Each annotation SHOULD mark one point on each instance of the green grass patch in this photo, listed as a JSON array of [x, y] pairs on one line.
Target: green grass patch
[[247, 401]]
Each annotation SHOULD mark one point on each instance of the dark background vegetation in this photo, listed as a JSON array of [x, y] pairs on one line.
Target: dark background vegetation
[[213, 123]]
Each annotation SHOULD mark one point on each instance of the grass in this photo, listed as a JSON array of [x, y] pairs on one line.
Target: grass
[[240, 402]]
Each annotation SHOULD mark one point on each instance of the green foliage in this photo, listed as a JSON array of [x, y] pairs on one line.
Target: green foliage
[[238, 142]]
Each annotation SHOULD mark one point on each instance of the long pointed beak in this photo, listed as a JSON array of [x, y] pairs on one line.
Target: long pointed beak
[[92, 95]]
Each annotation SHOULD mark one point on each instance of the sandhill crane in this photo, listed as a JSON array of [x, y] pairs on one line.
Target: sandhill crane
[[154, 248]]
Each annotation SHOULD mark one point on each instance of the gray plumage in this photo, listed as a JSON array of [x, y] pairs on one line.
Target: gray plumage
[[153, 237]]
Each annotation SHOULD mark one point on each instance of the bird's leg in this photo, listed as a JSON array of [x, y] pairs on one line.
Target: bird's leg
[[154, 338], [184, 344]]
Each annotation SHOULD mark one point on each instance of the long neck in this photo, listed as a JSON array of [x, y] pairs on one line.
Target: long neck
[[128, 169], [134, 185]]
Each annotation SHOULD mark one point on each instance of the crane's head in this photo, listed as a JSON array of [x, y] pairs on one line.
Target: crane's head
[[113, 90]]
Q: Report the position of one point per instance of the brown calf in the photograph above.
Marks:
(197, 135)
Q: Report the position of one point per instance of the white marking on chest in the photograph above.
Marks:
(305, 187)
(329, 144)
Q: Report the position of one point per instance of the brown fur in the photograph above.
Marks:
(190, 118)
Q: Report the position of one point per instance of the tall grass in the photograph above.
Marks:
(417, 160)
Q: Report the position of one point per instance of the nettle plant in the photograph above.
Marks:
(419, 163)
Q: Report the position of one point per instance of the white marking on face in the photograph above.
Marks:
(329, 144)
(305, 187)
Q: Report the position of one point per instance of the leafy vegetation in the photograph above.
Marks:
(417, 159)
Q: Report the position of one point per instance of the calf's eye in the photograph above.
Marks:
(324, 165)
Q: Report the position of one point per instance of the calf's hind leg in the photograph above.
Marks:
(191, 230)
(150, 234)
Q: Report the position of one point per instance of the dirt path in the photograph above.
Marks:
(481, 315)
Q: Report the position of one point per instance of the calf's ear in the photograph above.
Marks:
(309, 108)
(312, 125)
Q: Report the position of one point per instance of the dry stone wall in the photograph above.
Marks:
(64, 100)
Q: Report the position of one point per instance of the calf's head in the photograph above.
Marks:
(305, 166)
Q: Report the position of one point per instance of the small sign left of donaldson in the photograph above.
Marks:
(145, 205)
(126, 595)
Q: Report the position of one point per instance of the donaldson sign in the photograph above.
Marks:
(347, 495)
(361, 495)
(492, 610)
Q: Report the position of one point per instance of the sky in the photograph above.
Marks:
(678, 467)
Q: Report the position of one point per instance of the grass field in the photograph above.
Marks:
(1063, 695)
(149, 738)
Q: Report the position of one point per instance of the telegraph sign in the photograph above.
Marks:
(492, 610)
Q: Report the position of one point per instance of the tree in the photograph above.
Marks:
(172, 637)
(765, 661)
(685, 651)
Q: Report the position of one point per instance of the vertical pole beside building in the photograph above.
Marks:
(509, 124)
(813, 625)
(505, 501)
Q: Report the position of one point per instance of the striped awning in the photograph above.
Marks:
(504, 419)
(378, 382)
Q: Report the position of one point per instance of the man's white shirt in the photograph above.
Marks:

------------------------

Problem to solve:
Look through the listing above and copy each line with the word "white" in it.

Solved problem:
Q: Report the position of one point per instance of the white marking on chest in the photograph above.
Q: Report the position of one point per instance of the white marking on face in the photograph above.
Q: Report the position of one point per instance of the man's white shirt in the photograph above.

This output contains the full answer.